### Exercise brief
Reproduce every one of the records below word for word, but omit the pictures.

+===+

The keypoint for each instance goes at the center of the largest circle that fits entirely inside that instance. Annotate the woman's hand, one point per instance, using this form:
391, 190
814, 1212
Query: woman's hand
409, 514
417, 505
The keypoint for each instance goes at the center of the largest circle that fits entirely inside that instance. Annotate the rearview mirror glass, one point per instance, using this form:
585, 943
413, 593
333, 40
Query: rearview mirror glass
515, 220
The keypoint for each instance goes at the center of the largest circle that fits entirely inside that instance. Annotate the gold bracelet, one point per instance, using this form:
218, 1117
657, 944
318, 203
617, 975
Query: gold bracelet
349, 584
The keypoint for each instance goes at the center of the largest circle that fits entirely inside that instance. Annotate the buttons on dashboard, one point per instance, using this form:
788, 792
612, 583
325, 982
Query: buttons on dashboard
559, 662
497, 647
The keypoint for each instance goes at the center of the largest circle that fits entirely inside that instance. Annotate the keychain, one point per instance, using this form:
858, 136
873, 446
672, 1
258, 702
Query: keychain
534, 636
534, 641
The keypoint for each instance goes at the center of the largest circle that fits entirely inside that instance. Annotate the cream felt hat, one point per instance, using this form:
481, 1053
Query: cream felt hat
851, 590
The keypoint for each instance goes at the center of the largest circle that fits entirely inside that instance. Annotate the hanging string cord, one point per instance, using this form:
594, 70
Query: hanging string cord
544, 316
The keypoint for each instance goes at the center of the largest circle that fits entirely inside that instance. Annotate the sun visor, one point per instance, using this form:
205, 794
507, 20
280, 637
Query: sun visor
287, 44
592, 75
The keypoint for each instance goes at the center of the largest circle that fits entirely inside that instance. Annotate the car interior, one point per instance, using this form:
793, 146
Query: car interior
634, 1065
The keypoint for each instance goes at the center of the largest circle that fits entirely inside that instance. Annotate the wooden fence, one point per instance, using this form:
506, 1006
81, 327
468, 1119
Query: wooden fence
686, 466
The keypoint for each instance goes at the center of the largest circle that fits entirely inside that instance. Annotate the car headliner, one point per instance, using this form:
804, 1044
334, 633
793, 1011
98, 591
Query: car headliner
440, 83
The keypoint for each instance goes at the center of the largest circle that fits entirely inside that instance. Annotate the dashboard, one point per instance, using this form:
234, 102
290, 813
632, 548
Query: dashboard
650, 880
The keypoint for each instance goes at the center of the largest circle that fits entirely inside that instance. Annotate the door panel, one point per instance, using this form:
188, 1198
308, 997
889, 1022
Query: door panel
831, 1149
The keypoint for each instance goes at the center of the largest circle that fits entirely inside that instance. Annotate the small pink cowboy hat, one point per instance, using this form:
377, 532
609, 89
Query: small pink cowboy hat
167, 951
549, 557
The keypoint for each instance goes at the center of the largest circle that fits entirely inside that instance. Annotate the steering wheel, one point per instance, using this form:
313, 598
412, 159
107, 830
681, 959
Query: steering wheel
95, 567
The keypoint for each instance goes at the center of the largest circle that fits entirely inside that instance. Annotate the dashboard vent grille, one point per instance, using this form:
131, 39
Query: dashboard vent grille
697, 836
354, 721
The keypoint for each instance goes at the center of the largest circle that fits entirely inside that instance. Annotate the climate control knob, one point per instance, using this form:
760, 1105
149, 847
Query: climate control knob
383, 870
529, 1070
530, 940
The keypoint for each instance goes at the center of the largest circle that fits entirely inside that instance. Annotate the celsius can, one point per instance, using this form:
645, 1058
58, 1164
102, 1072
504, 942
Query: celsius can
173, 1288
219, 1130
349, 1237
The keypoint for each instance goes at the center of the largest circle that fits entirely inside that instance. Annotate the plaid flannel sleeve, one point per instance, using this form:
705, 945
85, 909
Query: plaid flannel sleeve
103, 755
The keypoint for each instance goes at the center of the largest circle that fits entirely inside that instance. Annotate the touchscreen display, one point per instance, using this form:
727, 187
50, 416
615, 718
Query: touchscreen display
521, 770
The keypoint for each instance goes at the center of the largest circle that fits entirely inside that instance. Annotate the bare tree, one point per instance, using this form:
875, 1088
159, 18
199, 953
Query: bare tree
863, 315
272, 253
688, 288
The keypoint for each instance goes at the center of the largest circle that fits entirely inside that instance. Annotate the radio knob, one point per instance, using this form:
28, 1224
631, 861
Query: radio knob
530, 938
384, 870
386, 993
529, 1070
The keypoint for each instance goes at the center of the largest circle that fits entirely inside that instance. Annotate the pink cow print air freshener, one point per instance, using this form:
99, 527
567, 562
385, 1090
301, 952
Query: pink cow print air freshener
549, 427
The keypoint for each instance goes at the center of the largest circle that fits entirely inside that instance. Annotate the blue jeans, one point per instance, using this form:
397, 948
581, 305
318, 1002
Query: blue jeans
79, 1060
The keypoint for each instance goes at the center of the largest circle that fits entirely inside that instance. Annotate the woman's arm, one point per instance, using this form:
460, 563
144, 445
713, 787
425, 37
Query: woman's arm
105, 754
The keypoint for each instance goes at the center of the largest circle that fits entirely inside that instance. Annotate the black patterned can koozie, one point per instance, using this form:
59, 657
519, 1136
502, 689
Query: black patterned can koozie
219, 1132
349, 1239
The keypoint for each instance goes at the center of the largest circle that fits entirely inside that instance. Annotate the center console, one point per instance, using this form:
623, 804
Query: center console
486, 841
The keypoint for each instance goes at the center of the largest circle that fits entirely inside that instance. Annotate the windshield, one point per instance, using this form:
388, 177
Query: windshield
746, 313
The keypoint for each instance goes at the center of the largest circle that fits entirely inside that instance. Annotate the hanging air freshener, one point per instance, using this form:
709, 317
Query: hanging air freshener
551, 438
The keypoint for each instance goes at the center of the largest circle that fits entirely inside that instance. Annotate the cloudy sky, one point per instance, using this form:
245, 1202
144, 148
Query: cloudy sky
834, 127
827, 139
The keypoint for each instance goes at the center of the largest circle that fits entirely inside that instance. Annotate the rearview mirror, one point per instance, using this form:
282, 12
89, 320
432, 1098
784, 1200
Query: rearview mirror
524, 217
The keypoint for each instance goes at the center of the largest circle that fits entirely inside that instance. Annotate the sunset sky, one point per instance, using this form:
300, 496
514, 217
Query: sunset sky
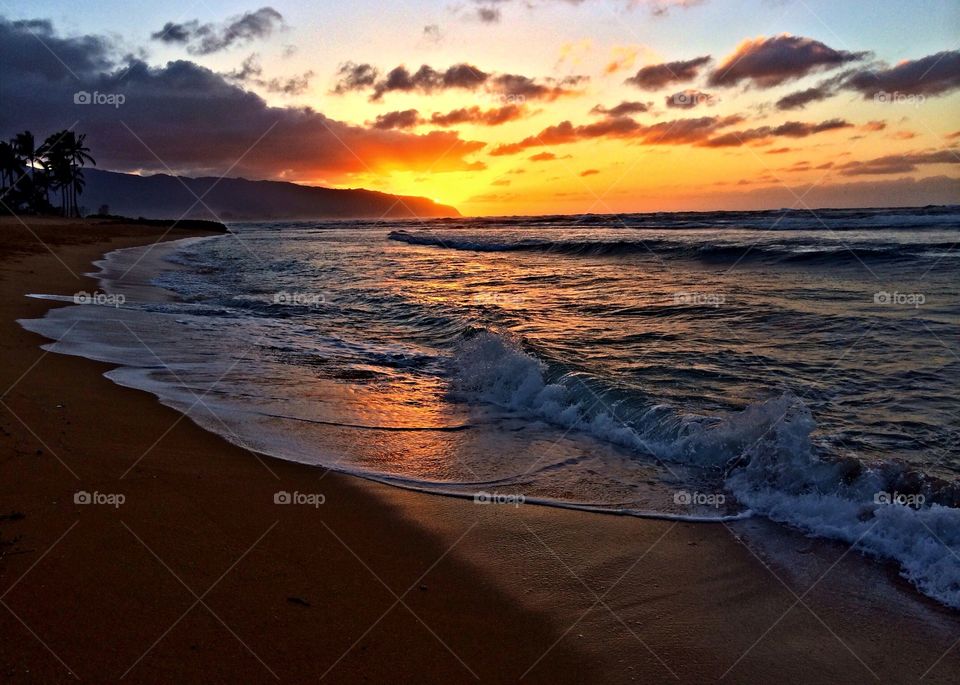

+===+

### Response
The keypoint for each instance goes at the center of the largest circle that fits entirely inside that instance. Annotate the woman's hand, one point per instance, using this form:
391, 190
814, 1212
Query: woman's hand
409, 514
417, 505
The keypoint for each instance goes at the center of the largest circle that fits entirely inside that instance. Annotate the rearview mirror glass, one point per instance, using this form:
585, 943
413, 593
333, 40
Query: rearview mirror glass
515, 220
The keypoint for each instance goes at the center of the largest circle that fits entirely inside that instance. Annotate the gold bracelet, one point per instance, using this form:
218, 1117
657, 944
318, 203
617, 975
Query: gold bracelet
349, 584
The keypoint for each instance goes at the center of the largest circle that fits entirely inside that instance. Annotate the buttons on dashboard, one point per instance, using this form:
788, 792
612, 583
325, 982
Query: buttons on dashboard
559, 662
497, 647
The keypoint for each instance goes at the center of the largest circle that fits entirely inside that instance. Annotate the keychain, one point per instance, using this form:
858, 136
873, 446
672, 1
258, 702
Query: keychain
534, 636
534, 641
The keypoint for each instance goes at the center of the largest circle that fits entirely inside that instance. Annotate the cream felt hat, one point per instance, using this form:
481, 1053
Query: cream felt hat
851, 590
The keypoint for each instance goes at the center of the largest circle that fits entirely inside that instance. Annotate the hanging string cord, one point per instance, using this form:
594, 70
Query: hanging string cord
544, 316
The keypoint for each instance goes at the center of the largest circle that fits entirely inside that instance. Annotate the sun visor, one point per instance, using this form:
205, 794
507, 20
280, 637
Query: sun visor
287, 44
592, 75
The keypoint for each instance goes at the center of the largest circle that fits entirely inside that instance. Annotate the car interior, one point per instance, using this form:
793, 146
Query: car interior
634, 1065
The keypoint for each instance goes at the center of the largest circle that fits entirely inside that instance. Annotate the wooden fence, one point per instance, using this form:
506, 1006
81, 327
468, 1119
Query: wooden fence
686, 466
The keypoint for each instance goes at the center of the largest circle that fits entirely inside that instance. Annotate the car headliner, one point per instance, using this form:
804, 1044
334, 633
793, 1011
98, 591
Query: car headliner
440, 83
The keypoint for each instance goes at the center of the largest circle that fits entirely inside that instance. Annotate the dashboard, one point per instance, using this form:
234, 102
290, 813
632, 548
Query: dashboard
650, 880
The keypoint for each instance goes at the center of the largest circle that fits entirely inside that instance. Annotate the door panel, one point per instance, using this form:
188, 1198
308, 997
889, 1022
Query: door panel
831, 1149
The keypoint for each instance goes at the center of the largest circle that fits entirely inside that instance. Annotate the small pink cowboy hat, one point per instance, using this form:
377, 532
609, 89
Query: small pink cowboy hat
167, 951
549, 557
The keypoint for each instance goes at the center of the largest circle that fits entirely inside that instance. Annotate the steering wheel, one point per instance, using this form:
313, 598
412, 159
107, 830
681, 959
Query: steering wheel
95, 567
The keypoint for each instance goes at the center of the largest circle that fits entirely inside that instance. Annotate the dashboard vent grille, one point per instance, using this form:
131, 39
Query: dashboard vent grille
697, 836
354, 721
The keypoint for each instance goes at the center of the largest circle that fits entirely inside that instance. Annotate the climate control knob, one point per instance, using this form:
760, 1105
149, 847
Query: climate control knob
383, 870
529, 1070
530, 940
The keypoint for each instance goes at the center of the largest circle that fits entirely inside that instance. Annotate the celsius can, one point per instance, using this form:
645, 1058
58, 1164
102, 1072
504, 942
Query: celsius can
173, 1288
219, 1130
349, 1237
The keypoint for each instance goes at the center of the largest circle that fits entirely inside that instance. Annotate the plaid flannel sleeve, one point per instance, using this form:
705, 945
85, 909
Query: plaid flannel sleeve
103, 755
The keypoint for each instance goes at the center of the largest circle that fits entirely inside that instance. Annotate the touchscreen display, one point per instance, using this form:
727, 187
50, 416
615, 718
Query: touchscreen display
521, 770
The keypoint for each instance goes at the center of the largest circle that fits entirely inside that instance. Annotate the bare tree, one point per instance, using this form:
875, 1088
159, 18
199, 953
Query: bare tree
863, 315
272, 253
688, 288
The keypoint for each instance goes at the center of the largest circle that fits entirely inside that instance. Annotate the radio knob, one point per instance, using this form:
28, 1224
631, 861
Query: radio knob
530, 938
384, 870
386, 993
529, 1070
The keypoint for each instance goes at the center of the largest circle that fits entirely inside that instance. Annotate the pink cow print air freshener, one point per instance, using this form:
99, 527
567, 562
385, 1090
301, 952
Query: pink cow print air freshener
549, 427
The keypoint for each instance goes at the center of the largest circle that fits entirely inside that instance. Annotate the blue jeans, one point per instance, using this form:
397, 948
581, 305
318, 1002
Query: blue jeans
79, 1060
The keypoint for each instance goes at the center of the largest circle that fits entirely inside that instance. Annotate the woman's arm, one point per instance, using this form:
460, 563
144, 445
713, 787
425, 37
Query: woman's arm
105, 754
The keypoint for each instance goes at the center of the largest circle that fits entirely inside that instance. Annotate the black patterned can koozie, one point per instance, using this form:
59, 657
519, 1136
502, 689
Query: black patterned can koozie
219, 1132
349, 1239
The keypoint for each instance goes at the center of the largest circle that fits entirely inside that instance. Annotate the center console, one point per instance, using this form:
623, 804
Query: center console
486, 841
The keypoint for each instance goes at the center of the largest circle that fits entirely inside that instance. Annotate the windshield, one point per instance, using this form:
388, 177
Query: windshield
746, 313
The keypoint for each instance goes at the center of the largest circle that fits entirely inside that instance. Annotate the hanging air freshener, one point per instance, using this form:
709, 317
Query: hanging air freshener
551, 438
The keypoint for each instance goes at the center of the largest circle that fits entirely inside that instance. Annotate the cloudy sky, one point per instance, using this form:
245, 1202
144, 148
Query: cloudy sky
834, 127
827, 139
The keypoint for each instance goes at the center of the largest circle that fits entirely inside that instance. Annotate the rearview mirror, one point per instance, using this form:
282, 12
89, 320
432, 1098
784, 1200
Query: rearview mirror
524, 217
The keypoint for each instance goes at the center of the largest circle that fits entirely inside that instance. Annotate the sunset sky, one point per instance, using this form:
300, 496
514, 217
Query: sunset sky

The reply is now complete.